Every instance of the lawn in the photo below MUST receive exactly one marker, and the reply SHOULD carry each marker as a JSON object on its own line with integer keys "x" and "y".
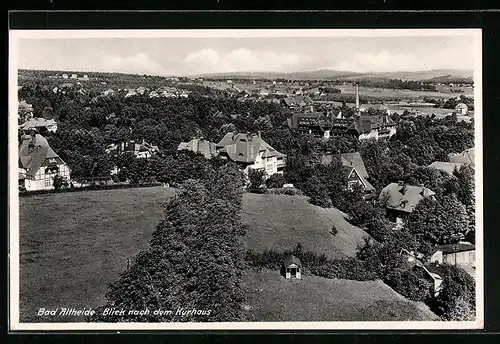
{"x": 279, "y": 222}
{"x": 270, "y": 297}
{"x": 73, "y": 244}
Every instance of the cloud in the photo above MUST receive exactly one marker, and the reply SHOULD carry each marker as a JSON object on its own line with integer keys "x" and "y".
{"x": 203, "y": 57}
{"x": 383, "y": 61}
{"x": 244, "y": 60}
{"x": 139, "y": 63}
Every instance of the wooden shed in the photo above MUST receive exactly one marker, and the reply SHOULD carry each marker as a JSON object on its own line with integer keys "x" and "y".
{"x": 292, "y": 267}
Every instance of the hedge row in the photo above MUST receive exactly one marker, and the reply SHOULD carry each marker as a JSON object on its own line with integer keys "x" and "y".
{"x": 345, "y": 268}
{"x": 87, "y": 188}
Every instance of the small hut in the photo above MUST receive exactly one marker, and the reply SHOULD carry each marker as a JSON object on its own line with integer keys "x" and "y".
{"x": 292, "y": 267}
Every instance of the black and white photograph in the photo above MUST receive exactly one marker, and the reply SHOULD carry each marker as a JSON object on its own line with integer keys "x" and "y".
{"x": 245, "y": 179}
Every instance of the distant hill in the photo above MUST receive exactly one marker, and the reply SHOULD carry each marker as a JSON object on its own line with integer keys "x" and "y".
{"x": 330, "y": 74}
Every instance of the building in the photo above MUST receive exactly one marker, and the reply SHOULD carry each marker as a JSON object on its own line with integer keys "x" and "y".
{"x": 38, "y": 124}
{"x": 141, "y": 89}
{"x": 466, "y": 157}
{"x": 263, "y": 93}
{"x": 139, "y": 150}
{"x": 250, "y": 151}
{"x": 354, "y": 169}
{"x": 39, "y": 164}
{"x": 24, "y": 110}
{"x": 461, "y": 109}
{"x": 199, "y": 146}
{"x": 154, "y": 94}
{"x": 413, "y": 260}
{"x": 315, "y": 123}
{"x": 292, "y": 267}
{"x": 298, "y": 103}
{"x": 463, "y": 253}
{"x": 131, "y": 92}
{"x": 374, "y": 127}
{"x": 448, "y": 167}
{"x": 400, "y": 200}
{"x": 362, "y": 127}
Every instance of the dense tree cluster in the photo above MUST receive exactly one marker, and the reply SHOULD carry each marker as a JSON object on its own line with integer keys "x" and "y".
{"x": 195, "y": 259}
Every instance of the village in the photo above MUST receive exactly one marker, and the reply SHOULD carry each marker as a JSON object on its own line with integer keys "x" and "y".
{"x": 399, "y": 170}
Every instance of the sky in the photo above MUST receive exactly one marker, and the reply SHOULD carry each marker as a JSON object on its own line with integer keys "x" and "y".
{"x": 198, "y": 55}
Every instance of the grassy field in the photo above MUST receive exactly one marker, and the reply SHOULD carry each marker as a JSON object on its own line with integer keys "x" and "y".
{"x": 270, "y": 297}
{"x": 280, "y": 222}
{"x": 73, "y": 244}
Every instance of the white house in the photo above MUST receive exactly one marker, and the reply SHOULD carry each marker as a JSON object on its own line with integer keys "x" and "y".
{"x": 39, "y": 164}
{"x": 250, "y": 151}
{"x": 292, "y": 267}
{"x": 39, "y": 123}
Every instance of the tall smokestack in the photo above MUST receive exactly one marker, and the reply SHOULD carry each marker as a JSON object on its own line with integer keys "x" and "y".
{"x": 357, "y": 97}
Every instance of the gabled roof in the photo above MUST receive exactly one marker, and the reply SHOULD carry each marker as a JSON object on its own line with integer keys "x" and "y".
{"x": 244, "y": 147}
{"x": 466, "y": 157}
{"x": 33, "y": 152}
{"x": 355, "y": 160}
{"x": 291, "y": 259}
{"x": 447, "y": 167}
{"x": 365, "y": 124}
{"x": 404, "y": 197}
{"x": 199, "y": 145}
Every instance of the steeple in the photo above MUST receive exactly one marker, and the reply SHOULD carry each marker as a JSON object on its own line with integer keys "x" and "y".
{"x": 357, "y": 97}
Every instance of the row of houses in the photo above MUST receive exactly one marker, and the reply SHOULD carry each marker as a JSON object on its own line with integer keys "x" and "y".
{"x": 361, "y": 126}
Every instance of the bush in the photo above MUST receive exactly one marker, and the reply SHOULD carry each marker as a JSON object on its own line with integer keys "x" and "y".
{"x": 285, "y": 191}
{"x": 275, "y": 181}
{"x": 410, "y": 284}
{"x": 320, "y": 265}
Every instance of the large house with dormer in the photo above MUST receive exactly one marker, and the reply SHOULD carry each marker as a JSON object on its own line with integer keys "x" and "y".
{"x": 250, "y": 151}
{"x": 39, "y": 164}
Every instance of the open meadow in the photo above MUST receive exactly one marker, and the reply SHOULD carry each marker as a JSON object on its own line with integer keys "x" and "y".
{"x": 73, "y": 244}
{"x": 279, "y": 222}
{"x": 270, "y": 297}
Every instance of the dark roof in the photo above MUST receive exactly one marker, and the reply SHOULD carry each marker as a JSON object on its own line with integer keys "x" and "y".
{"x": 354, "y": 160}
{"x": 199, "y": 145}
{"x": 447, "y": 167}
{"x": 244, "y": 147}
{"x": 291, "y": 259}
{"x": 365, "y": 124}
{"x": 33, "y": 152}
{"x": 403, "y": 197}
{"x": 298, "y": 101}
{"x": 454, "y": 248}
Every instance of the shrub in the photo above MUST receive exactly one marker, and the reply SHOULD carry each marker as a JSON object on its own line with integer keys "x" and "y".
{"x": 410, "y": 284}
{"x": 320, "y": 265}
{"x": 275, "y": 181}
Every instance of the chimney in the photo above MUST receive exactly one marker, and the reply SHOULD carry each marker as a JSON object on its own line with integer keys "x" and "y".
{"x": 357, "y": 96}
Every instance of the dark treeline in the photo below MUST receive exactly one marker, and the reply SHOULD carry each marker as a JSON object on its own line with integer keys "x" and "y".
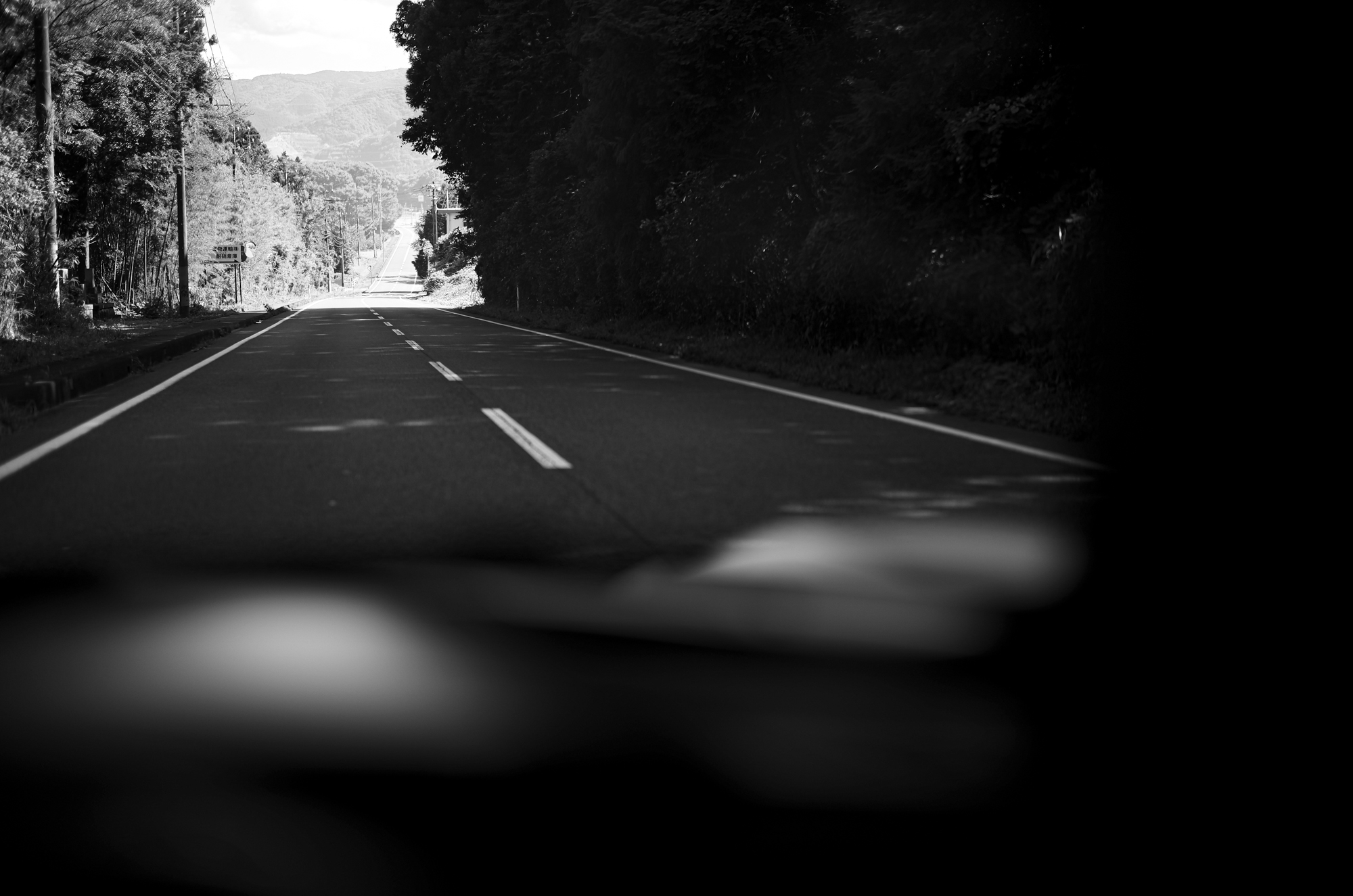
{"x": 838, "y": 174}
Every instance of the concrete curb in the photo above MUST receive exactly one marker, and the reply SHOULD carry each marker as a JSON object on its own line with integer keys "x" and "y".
——
> **Exercise objective**: Once the pictures are dropped, repeat the data above exactly.

> **Output**:
Every instance of the lawn in the photo below MUST receive exactly one marker, and the reply SHOULD carry each marker as a JSON object on its own line with integer keys "x" and "y".
{"x": 279, "y": 222}
{"x": 270, "y": 297}
{"x": 73, "y": 244}
Every instance of the cloud in the photo above MUST receive exactly one marker, and the reply SHOULD carry each marker as a JSON object on its own line with integer keys "x" and "y".
{"x": 203, "y": 57}
{"x": 383, "y": 61}
{"x": 244, "y": 60}
{"x": 139, "y": 63}
Every instance of the wooden shed in the photo above MUST receive exactly one marker, and the reply SHOULD carry each marker as a JSON object on its own line with integer keys "x" and "y".
{"x": 292, "y": 267}
Every instance of the hedge row in the photo above MUST receive exactly one marker, and the reply SHOULD carry each marker as a JSON object on its own line with integer keys "x" and "y".
{"x": 345, "y": 268}
{"x": 87, "y": 188}
Every instance of the small hut in the photo above MUST receive exactly one marker, and the reply SHOULD carry each marker as a JSON object on its own line with integer keys "x" and "y".
{"x": 292, "y": 267}
Every instance of the black and white photograph in the photo above MUST receive exactly one marker, and the reply SHOULD carry each marker as a JSON object on its own line with integer keys "x" and "y".
{"x": 245, "y": 179}
Every instance of the distant hill in the photo above MUST receive exactly one marker, and the reply SHOULD carry each marker as a JSON object on its own line with integer keys "x" and "y".
{"x": 330, "y": 74}
Every instance of the building in the photo above MUST receive exactly one marker, and the reply SHOULD carry each marker as a JSON object on its own line with integer keys "x" and "y".
{"x": 38, "y": 124}
{"x": 141, "y": 89}
{"x": 466, "y": 157}
{"x": 263, "y": 93}
{"x": 139, "y": 150}
{"x": 250, "y": 151}
{"x": 354, "y": 169}
{"x": 39, "y": 164}
{"x": 24, "y": 110}
{"x": 461, "y": 109}
{"x": 199, "y": 146}
{"x": 154, "y": 94}
{"x": 413, "y": 260}
{"x": 315, "y": 123}
{"x": 292, "y": 267}
{"x": 298, "y": 103}
{"x": 463, "y": 253}
{"x": 131, "y": 92}
{"x": 374, "y": 127}
{"x": 448, "y": 167}
{"x": 400, "y": 200}
{"x": 362, "y": 127}
Every instance of the dense tree cluster in the photo above MUST receive exactly one marker, and the reply SHOULD carry each marker as a JSON object on its own line with integer keys "x" and "y".
{"x": 195, "y": 259}
Every instance of the village in the photo above MUST receive exactly one marker, and the reply SHOULD carry each marker as a JSON object on its own line with integer keys "x" and "y".
{"x": 399, "y": 170}
Every instance of the sky in the photo above MUST receive exactly one marker, and the reply SHOULD carry each marker as a JSON object on its own line with integer keys "x" and "y".
{"x": 198, "y": 55}
Every instance of the grassy field in the photo above MUST receive exactly one marker, and the reply SHOULD carry each marker as a JSON object on its own line with integer keys "x" and "y".
{"x": 270, "y": 297}
{"x": 280, "y": 222}
{"x": 73, "y": 244}
Every instance of the white house in the photo above MUST receive exactly one marker, and the reply SHOULD carry each marker as a JSON object on its own line with integer keys "x" and "y".
{"x": 39, "y": 164}
{"x": 250, "y": 151}
{"x": 292, "y": 267}
{"x": 39, "y": 123}
Every instance of the tall smokestack in the photo above MUST receive exactly one marker, and the reply SHOULD carry each marker as a JSON object on its own line with integer keys "x" and "y".
{"x": 357, "y": 97}
Every instance of the gabled roof in the photo above MUST receive exactly one marker, and the reply SHOULD carry each marker as a JSON object on its own line with integer keys "x" and "y".
{"x": 244, "y": 147}
{"x": 466, "y": 157}
{"x": 33, "y": 152}
{"x": 355, "y": 160}
{"x": 291, "y": 259}
{"x": 447, "y": 167}
{"x": 365, "y": 124}
{"x": 404, "y": 197}
{"x": 199, "y": 145}
Every instance of the steeple in the photo above MUST receive exactly one marker, and the reply SHOULD carry each marker as a JSON object on its own line with integer keys "x" and "y".
{"x": 357, "y": 97}
Every instance of the row of houses in the photo above MUST receive exactly one marker, and the reply SHOULD carry each marker as a JSON object on its own line with integer keys "x" and "y".
{"x": 361, "y": 126}
Every instance of the bush in the photo above MUST receive exactly one marker, and the reply SHOULD carry each marker as a JSON object on its own line with integer keys "x" and "y".
{"x": 285, "y": 191}
{"x": 275, "y": 181}
{"x": 410, "y": 284}
{"x": 320, "y": 265}
Every instance of the large house with dormer in the photo above MUST receive exactly one marker, and the reply SHOULD carry each marker as a JSON object on its own line with integer keys "x" and "y".
{"x": 250, "y": 151}
{"x": 39, "y": 164}
Every instance of the open meadow in the photo above MUST receive exactly one marker, and the reply SHOULD carry each marker as a JSON object on its own line with integer keys "x" and "y".
{"x": 73, "y": 244}
{"x": 279, "y": 222}
{"x": 270, "y": 297}
Every instance of the dark roof in the photo above MUST receive exactly one marker, and the reply SHOULD carry each marker as a JSON object on its own line with integer keys "x" and "y".
{"x": 354, "y": 160}
{"x": 199, "y": 145}
{"x": 447, "y": 167}
{"x": 244, "y": 147}
{"x": 291, "y": 259}
{"x": 365, "y": 124}
{"x": 33, "y": 152}
{"x": 403, "y": 197}
{"x": 298, "y": 101}
{"x": 454, "y": 248}
Every instance of the shrub in the photo above MUST receive exactly one marker, and the reply SHOULD carry each marker as a JSON object on its own line with integer keys "x" and "y".
{"x": 410, "y": 284}
{"x": 320, "y": 265}
{"x": 275, "y": 181}
Every instance of the chimney in the photo above MUST receive exactly one marker, and the reply SHOULD carry each marker as a JSON object on its own line with integer keys "x" and "y".
{"x": 357, "y": 96}
Every instance of the dark treeline in the photo below MUST receive exactly one marker, and the reply SHOULD carry each marker as a JSON object on its own line with integer keys "x" and "y".
{"x": 838, "y": 174}
Every instance of the concrete curb in the photo above MUST receive exactly one marker, and the reply SHOULD carry each marker as a JSON object on its own line with integer keys "x" and "y".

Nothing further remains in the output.